### RECORDS PROVIDED
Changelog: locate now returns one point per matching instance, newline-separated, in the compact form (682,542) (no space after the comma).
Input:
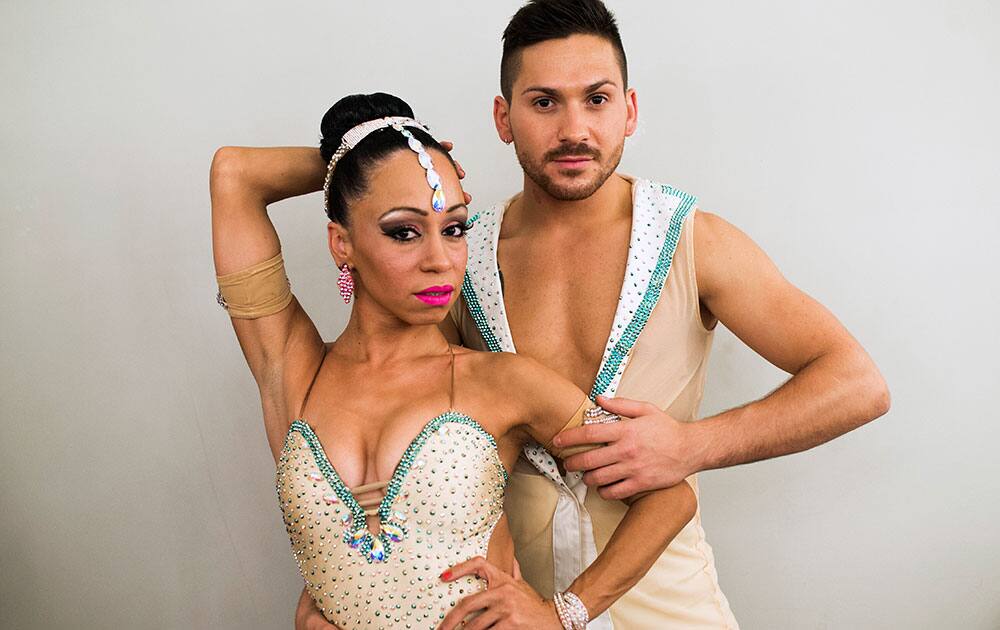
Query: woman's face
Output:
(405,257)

--

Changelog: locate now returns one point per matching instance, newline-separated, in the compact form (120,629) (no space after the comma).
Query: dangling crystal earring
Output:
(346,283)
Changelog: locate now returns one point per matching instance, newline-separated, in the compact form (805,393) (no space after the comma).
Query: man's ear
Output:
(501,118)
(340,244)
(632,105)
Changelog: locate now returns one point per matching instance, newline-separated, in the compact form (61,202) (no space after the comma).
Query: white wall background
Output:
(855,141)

* * *

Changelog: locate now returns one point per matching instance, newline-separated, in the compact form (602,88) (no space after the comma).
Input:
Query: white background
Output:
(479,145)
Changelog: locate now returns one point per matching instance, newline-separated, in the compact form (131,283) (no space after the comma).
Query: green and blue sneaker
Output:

### PROBLEM DESCRIPTION
Count how many lines of the listing above contain the string "Query". Reply with the number alone.

### CORRECT RESULT
6